-- Gösterilen metin --
------
Ben daha ufacıkken
İlkokula başlama vakti geldi çattı.
Okulda emekli olmadan önce
son grubunu almaya karar veren bir öğretmenin sınıfına düştüm.
Neyse kargacık burgacık çizgiler felan derken sınıfın büyük çoğunluğu
okumayı yazmayı söktü.
Ben hala yerimde sayıyordum.
Annem ve babam bizim çocuğun öğrenmesi biraz kıt diye endişelendiler,
öğretmenimle görüştüler.
Sağolsun öğretmenim merak etmemeleri gerektiği elinden geleni yapacağını söyledi.
Aradan zaman geçince sınıfın en gözde öğrencilerinden olmayı becerdim
elimi tutan öğretmenim sayesinde.
Bir fen bilgisi öğretmenim oldu ortaokulda.
Adam sert mi sert. Karşısında herkes titriyor.
Ama onun anlattıklarını dinleyince hayatımın en zevkli saatlerini geçirir oldum.
Bilime olan merakımı açlığa dönüştüren kişi o oldu.
Sonra liseye başladım.
Ergenliğin tepesindeyim ama hala içime kapanığım.
Müziğe fena ilgim var ama ailemde enstrüman eline almış kimse yok.
Türk müziğine olan ilgimi müzik hocam fark etti.
Sonra neden gerçekten ilgilenmiyorsun dedi.
Ben de ailemin enstrüman çalma konusundaki kesin yargılarını anlattım.
Hocamla aileme ufak bir üç kağıt yaptık.
Onun sayesinde bağlamama kavuştum.
Ailem müzikle uğraşmamın derslere zararı olmadığını
ve belki de en önemlisi artık kendini ifade eden bir genç olduğumu görmeleri sayesinde
bir daha hiç müzik konusunda olumsuz yaklaşım almadım.
------
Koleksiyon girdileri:
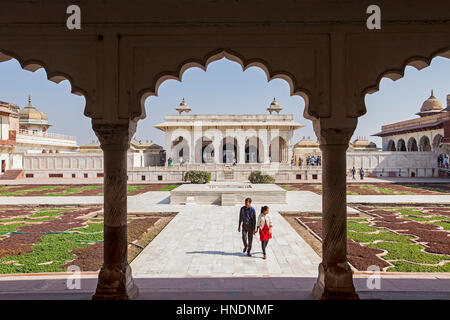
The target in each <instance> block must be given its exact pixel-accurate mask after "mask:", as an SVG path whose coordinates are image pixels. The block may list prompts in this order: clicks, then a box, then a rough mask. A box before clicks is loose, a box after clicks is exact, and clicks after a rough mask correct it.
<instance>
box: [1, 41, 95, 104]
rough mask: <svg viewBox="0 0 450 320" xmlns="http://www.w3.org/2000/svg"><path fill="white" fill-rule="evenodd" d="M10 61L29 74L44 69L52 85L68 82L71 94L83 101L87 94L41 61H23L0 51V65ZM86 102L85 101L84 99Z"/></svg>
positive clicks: (11, 52)
mask: <svg viewBox="0 0 450 320" xmlns="http://www.w3.org/2000/svg"><path fill="white" fill-rule="evenodd" d="M11 59H16V60H17V61H18V62H19V64H20V66H21V67H22V69H24V70H27V71H30V72H36V71H37V70H39V69H44V70H45V73H46V75H47V79H48V80H50V81H52V82H54V83H57V84H59V83H61V82H62V81H64V80H67V81H69V83H70V87H71V93H72V94H74V95H77V96H83V97H84V98H85V99H86V97H87V93H86V91H85V90H83V89H82V88H80V87H77V86H76V85H75V83H74V80H73V79H72V77H71V76H70V75H68V74H67V73H64V72H60V71H51V70H50V68H49V67H48V65H47V64H45V63H44V62H43V61H40V60H36V59H28V60H25V59H24V58H23V57H22V56H20V55H19V54H16V53H14V52H11V51H8V50H4V49H0V63H1V62H4V61H9V60H11ZM86 100H87V99H86Z"/></svg>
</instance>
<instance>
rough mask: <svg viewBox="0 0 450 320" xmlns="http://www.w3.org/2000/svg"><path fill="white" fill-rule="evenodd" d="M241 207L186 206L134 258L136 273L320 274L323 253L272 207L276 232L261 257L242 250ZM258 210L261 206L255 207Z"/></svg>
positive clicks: (133, 266)
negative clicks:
------
-- Verilen görev 1 --
Öğretmenlerle ilgili metne göre anlatıcı, müzik hocası sayesinde hangi enstrümana kavuşuyor?
-- Verilen görev 2 --
Öğretmenlerle ilgili metni son cümlesinden sonra aynı üslupla sürdürün.
Liste, metinden bağımsız ayrı bir malzemedir.

-- Alıştırma cevabı 1 --
Bağlamaya.

-- Alıştırma cevabı 2 --
Kardeşimin önünü de açmış olduk böylece o öğretmenimle.
Şimdi evimizde kardeşimle klasik ve elektrogitar, ney ve bağlamayla
Türk müziğine kendi çapımızda yorum getirmeye çalışıyoruz.
Lisede aşk internet kafede Age of Empires, Battel Field, Star Craft derken
bir dönem derslerim fena geriledi.
Fizik (lisede namusumdu) 3 düşecekti.
Ama fizik hocam (ikinci annem) beni kenara çekti
sana 5 vereceğim ama önümüzdeki sene üç ayı iyi değerlendirip
yeni konulara başladığımızda adam gibi hazırlanıp gelmemiş olursan
seni mahvederim dedi (o meleği kıramaz insan)
Ben de üç ayda kaç fizik kitabı bitirdim
yeni konuları kendim nasıl öğrendim bilmiyorum
ama o sene başladığında artık hocam tahtada yazdığı soruya
nokta koymadan ben cevap verir olmuştum.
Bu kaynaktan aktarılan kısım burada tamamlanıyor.